====== DATA SECTION

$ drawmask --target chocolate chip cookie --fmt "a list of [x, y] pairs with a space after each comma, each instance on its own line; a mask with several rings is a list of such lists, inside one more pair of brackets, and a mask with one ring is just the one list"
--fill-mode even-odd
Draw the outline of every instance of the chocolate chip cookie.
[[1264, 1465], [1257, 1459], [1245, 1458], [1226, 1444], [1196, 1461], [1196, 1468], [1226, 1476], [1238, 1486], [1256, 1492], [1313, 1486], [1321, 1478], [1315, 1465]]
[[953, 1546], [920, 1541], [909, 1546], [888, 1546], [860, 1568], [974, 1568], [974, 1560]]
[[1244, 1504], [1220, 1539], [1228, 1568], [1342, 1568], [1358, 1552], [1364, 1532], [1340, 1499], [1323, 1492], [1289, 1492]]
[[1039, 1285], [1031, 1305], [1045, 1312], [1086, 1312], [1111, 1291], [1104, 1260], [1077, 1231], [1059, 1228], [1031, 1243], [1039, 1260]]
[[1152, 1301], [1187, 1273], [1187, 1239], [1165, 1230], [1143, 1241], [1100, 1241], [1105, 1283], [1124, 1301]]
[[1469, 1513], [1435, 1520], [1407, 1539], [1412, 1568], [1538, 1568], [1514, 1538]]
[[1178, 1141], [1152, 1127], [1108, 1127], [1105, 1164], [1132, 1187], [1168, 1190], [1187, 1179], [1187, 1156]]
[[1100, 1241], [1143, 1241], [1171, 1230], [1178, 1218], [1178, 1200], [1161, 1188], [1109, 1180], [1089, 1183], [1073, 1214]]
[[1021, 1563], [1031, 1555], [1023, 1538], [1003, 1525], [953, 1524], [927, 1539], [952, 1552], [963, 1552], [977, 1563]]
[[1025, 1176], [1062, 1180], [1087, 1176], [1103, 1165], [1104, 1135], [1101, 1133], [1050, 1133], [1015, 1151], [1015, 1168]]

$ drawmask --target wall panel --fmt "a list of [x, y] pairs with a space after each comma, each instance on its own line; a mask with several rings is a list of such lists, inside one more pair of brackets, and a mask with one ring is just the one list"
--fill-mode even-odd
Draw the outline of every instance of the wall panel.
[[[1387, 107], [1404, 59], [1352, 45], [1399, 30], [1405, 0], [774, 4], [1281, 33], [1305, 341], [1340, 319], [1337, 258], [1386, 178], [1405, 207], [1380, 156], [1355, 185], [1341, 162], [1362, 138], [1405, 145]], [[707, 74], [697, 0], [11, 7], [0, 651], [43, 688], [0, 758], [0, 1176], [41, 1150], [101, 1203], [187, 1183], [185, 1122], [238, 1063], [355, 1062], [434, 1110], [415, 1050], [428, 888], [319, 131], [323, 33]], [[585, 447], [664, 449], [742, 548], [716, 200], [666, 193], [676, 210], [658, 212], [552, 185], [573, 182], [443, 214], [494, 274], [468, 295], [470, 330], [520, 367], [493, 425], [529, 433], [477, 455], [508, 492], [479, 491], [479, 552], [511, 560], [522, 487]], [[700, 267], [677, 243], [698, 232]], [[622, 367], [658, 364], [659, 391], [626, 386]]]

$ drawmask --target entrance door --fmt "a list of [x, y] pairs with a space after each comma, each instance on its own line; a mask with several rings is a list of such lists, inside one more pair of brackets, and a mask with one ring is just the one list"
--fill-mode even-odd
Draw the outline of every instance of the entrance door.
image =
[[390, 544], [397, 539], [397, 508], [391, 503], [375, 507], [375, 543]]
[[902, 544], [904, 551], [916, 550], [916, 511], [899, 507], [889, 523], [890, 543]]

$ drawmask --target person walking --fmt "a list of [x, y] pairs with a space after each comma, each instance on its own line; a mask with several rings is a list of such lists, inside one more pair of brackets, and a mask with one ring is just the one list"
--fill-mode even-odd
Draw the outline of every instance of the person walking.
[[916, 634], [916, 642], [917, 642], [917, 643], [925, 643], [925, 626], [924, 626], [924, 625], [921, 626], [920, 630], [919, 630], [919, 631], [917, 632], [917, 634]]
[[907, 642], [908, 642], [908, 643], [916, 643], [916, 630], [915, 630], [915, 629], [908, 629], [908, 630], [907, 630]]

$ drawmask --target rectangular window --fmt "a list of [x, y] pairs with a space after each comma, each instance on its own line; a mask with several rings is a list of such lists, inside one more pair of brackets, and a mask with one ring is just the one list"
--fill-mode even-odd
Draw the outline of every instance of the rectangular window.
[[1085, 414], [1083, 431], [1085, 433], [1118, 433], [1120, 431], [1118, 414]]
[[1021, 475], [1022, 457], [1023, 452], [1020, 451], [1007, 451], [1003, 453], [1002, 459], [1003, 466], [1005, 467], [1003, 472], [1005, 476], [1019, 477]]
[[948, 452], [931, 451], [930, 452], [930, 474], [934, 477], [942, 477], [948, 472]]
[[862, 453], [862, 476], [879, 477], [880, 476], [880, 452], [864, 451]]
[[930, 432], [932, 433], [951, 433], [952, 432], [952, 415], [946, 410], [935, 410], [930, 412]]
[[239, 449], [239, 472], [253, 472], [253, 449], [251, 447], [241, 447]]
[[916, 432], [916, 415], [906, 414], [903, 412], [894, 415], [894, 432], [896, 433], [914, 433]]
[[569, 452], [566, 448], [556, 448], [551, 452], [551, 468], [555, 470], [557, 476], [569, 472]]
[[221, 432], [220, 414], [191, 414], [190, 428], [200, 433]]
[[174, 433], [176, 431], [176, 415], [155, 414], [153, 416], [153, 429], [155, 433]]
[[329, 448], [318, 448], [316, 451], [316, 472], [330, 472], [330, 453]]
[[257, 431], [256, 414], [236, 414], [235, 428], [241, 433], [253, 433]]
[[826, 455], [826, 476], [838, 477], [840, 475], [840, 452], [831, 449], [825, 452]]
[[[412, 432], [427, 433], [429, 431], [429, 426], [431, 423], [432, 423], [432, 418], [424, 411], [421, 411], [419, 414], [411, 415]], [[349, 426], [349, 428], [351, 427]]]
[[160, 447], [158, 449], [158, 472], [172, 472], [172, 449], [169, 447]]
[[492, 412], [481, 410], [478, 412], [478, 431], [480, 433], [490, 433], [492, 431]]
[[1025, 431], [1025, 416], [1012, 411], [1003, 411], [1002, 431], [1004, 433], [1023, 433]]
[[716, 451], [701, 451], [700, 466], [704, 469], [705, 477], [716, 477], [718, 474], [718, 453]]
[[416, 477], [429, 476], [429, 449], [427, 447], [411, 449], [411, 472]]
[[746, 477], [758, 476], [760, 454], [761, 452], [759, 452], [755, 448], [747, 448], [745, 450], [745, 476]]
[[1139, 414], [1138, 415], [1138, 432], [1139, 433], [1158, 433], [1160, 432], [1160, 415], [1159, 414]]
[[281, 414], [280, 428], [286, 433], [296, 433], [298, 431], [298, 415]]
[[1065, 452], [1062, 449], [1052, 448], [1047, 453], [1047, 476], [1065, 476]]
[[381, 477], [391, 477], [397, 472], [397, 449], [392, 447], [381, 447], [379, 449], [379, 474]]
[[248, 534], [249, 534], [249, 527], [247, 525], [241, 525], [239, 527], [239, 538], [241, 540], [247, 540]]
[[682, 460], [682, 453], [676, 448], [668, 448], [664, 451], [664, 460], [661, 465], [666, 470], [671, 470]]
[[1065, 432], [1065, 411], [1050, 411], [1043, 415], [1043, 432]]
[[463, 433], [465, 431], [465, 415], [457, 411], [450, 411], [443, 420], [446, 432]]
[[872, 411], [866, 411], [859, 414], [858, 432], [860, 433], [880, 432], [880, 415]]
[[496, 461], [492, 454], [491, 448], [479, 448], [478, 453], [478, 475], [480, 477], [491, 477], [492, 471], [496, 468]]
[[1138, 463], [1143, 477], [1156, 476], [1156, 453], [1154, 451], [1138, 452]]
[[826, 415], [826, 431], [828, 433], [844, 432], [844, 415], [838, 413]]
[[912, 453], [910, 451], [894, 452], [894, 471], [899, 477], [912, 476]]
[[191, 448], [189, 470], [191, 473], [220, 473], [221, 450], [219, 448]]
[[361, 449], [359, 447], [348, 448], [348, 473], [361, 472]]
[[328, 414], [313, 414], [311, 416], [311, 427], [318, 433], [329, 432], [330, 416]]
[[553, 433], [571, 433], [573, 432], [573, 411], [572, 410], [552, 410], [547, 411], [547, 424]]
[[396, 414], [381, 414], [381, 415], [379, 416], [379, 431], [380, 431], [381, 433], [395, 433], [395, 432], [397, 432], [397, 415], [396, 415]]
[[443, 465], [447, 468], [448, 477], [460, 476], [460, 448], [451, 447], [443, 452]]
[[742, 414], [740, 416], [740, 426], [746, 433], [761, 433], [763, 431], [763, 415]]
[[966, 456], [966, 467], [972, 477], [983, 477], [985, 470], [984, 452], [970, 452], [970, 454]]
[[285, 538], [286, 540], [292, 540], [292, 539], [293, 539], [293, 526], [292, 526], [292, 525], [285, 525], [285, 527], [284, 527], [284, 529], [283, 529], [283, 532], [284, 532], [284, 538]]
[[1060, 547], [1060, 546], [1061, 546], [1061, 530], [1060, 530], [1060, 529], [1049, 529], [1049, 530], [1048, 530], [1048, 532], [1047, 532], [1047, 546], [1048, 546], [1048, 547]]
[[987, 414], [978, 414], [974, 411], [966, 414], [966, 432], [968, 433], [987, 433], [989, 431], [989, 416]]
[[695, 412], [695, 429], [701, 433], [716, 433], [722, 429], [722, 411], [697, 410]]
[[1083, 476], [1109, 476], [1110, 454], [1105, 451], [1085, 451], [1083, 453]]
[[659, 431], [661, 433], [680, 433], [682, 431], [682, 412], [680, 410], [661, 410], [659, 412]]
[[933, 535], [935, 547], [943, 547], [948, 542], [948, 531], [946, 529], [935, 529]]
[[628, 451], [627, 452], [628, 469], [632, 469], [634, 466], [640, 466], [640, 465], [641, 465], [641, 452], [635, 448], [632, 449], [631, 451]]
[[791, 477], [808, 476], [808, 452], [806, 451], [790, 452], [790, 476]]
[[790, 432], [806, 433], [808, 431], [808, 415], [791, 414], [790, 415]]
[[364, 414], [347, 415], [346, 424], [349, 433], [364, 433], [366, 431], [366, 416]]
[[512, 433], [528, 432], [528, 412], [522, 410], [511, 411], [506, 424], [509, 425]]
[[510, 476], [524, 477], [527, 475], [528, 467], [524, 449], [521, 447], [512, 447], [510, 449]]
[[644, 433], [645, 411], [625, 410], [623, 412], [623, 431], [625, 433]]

============

WHAT TO WORK ON -> Every line holding the word "door" should be copied out of the records above.

REPLY TO THE EXERCISE ->
$ drawmask --target entrance door --fmt "a list of [x, y] pairs with a space after each comma, each instance on its own line; a mask with several rings is a list of such lists, inside one more pair of brackets, and a mask with one ring is just the one list"
Draw the outline of every instance of the entrance door.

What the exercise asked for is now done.